Reproduce all the entries precisely.

▶ Input for this task:
::::

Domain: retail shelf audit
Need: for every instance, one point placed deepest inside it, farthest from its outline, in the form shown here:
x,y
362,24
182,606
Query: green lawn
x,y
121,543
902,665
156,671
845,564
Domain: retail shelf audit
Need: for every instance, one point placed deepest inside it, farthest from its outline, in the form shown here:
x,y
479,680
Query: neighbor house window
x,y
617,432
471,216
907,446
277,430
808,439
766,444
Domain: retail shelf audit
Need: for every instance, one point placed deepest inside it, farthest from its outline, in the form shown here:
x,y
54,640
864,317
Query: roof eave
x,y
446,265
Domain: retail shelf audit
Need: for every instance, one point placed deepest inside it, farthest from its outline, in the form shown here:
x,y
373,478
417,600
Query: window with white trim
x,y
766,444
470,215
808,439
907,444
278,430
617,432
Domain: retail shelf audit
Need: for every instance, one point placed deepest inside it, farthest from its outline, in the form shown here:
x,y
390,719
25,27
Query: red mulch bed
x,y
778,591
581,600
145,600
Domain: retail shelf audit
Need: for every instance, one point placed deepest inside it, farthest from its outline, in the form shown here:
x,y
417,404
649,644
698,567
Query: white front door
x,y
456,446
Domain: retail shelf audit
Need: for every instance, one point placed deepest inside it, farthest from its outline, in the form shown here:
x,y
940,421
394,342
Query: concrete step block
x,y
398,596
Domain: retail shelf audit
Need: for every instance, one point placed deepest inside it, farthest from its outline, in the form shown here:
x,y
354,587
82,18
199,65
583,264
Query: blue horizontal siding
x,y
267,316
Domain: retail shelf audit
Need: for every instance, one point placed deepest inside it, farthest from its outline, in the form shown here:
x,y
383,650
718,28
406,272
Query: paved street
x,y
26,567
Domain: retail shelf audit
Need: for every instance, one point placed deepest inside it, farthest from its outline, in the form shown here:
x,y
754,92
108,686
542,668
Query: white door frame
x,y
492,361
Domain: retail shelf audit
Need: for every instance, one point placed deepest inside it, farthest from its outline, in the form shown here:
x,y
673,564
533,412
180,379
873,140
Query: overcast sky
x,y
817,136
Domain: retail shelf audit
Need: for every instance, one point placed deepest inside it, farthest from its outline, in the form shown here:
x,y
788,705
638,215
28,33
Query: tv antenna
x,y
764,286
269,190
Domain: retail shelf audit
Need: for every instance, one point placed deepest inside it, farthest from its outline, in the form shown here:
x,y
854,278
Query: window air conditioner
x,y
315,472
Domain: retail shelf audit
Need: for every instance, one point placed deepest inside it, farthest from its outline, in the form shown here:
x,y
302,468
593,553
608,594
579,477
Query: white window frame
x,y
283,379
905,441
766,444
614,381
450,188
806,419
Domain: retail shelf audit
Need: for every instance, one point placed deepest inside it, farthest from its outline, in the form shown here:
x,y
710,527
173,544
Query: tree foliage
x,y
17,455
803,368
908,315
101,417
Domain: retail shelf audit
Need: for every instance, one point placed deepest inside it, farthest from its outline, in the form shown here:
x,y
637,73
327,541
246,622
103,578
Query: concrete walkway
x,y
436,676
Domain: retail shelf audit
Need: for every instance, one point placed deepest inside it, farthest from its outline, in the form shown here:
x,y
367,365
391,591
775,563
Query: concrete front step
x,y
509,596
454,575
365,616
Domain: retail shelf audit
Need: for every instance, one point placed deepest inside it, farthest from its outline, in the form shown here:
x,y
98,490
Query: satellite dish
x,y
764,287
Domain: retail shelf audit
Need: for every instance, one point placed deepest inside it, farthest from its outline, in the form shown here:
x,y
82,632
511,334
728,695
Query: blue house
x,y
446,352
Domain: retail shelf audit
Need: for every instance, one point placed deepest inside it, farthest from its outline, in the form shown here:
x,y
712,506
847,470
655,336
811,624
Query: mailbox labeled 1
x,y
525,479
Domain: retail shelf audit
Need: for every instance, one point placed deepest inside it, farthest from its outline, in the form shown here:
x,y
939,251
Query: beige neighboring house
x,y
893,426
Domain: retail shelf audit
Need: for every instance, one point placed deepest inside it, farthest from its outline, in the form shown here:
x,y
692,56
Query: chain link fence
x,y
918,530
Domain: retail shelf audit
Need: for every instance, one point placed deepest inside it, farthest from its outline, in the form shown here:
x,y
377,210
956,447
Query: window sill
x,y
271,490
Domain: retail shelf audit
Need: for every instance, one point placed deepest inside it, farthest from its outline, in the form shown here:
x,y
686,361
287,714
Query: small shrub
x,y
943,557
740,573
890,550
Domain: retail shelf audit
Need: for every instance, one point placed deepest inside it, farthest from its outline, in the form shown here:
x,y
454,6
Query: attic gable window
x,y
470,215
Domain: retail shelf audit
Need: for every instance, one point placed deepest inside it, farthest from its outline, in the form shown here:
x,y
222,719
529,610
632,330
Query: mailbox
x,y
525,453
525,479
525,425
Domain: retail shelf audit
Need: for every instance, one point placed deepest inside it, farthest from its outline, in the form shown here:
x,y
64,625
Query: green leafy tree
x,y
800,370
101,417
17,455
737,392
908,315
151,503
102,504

::::

▶ Reply to the exercise:
Domain: retail shelf audit
Need: for every instance, one point placed deepest inside it, farthest from its outline, in the form shown here:
x,y
362,24
182,606
Query: green lawn
x,y
121,543
902,665
156,671
845,564
Domain: retail shelf audit
Need: for every instance, one point placed deepest inside it, farthest from its outline, in the form shown here:
x,y
479,680
Query: neighbor house window
x,y
617,432
471,216
907,446
277,430
808,439
766,444
Domain: retail shelf audit
Need: for every instance, one point placed deepest inside it, farthest from its outline, in the form shown here:
x,y
54,640
864,317
Query: roof eave
x,y
446,265
Domain: retail shelf audit
Need: for every instance, one point placed deepest inside it, farthest from its outline, in the form shown here:
x,y
373,478
417,600
Query: window with white trim
x,y
766,444
470,215
808,439
907,444
278,430
617,432
Domain: retail shelf audit
Need: for every instance, one point placed deepest inside it, farthest from its outline, in the form shown here:
x,y
390,719
25,27
Query: red mulch bed
x,y
778,591
581,600
145,600
Domain: retail shelf audit
Need: for every instance, one point placed deepest inside it, farthest from its outline, in the form shown here:
x,y
417,404
649,644
698,567
Query: white front door
x,y
456,446
Domain: retail shelf audit
Need: for every instance, one point placed deepest inside it, farthest from its outline, in the form shown here:
x,y
940,421
394,342
Query: concrete step block
x,y
398,596
Domain: retail shelf audit
Need: for every instance, one point placed deepest inside it, farthest from its outline, in the form shown here:
x,y
354,587
82,18
199,65
583,264
Query: blue horizontal siding
x,y
267,316
Domain: retail shelf audit
Need: for every instance, one point placed deepest inside it, farthest from its outline, in the form shown here:
x,y
383,650
718,28
406,272
Query: paved street
x,y
26,567
Domain: retail shelf audit
Need: for every instance, one point placed deepest inside it, farthest from its outline, in the form shown here:
x,y
754,92
108,686
542,668
Query: white door frame
x,y
492,361
Domain: retail shelf audit
Need: for every instance, one point placed deepest inside it, farthest from its outline, in the form shown here:
x,y
673,564
533,412
180,379
873,140
Query: overcast sky
x,y
817,136
Domain: retail shelf audit
Need: for every instance, one point placed deepest inside it, farthest from its outline, in the form shown here:
x,y
788,705
638,215
28,33
Query: tv antenna
x,y
764,286
269,190
Domain: retail shelf audit
Need: for every instance, one point placed deepest inside it, farthest from its outline, in the form shown here:
x,y
854,278
Query: window air conditioner
x,y
315,472
Domain: retail shelf audit
Need: for every instance, one point placed deepest inside it, farthest from its outline, in the form shown here:
x,y
302,468
593,553
608,594
579,477
Query: white window frame
x,y
283,379
905,441
766,444
614,381
450,188
806,419
Domain: retail shelf audit
Need: for every instance, one point placed deepest inside it, farthest from its outline, in the form shown here:
x,y
710,527
173,544
Query: tree foliage
x,y
17,455
803,368
908,315
101,417
Domain: retail shelf audit
Need: for every instance, one point placed deepest inside it, farthest from its outline, in the form shown here:
x,y
637,73
327,541
246,622
103,578
Query: concrete walkway
x,y
436,676
Domain: retail shelf audit
Need: for every instance, one point placed deepest inside it, farthest from its outline, in the form shown here:
x,y
367,365
391,591
775,563
Query: concrete front step
x,y
509,596
454,575
365,616
Domain: retail shelf audit
Need: for every instance, one point placed deepest inside it, farthest from its outline, in the form shown here:
x,y
98,490
Query: satellite dish
x,y
764,287
Domain: retail shelf audit
Need: for every instance, one point placed deepest inside it, farthest from its outline, in the form shown here:
x,y
82,632
511,334
728,695
Query: blue house
x,y
446,352
Domain: retail shelf audit
Need: for every instance, one point placed deepest inside it, farthest from its outline, in the form shown here:
x,y
712,506
847,470
655,336
811,624
Query: mailbox labeled 1
x,y
525,479
Domain: retail shelf audit
Need: for every instance, one point placed deepest inside it, farthest from its outline, in the form shown here:
x,y
939,251
Query: beige neighboring house
x,y
893,426
Domain: retail shelf audit
Need: for every instance, one point placed deepest inside it, farthest from its outline, in the form shown here:
x,y
692,56
Query: chain link fence
x,y
918,530
Domain: retail shelf audit
Need: for every instance, one point placed deepest inside it, farthest from its outline, in the form shown here:
x,y
377,210
956,447
Query: window sill
x,y
271,490
Domain: retail shelf audit
Need: for every instance, one point placed deepest inside it, farthest from its outline, in the form shown here:
x,y
686,361
287,714
Query: small shrub
x,y
943,557
740,573
890,550
Domain: retail shelf audit
Need: for every instance, one point placed deepest inside it, farthest from its outline, in the form shown here:
x,y
454,6
Query: attic gable window
x,y
470,215
Domain: retail shelf audit
Need: for every instance, one point placed deepest inside it, farthest from its outline, in the form shown here:
x,y
222,719
529,610
632,330
Query: mailbox
x,y
525,453
525,479
525,425
Domain: retail shelf audit
Need: for every instance, one point placed deepest inside it, farthest from its outline, in the form shown here:
x,y
64,625
Query: green leafy tree
x,y
800,370
101,417
17,455
737,392
908,315
151,503
102,504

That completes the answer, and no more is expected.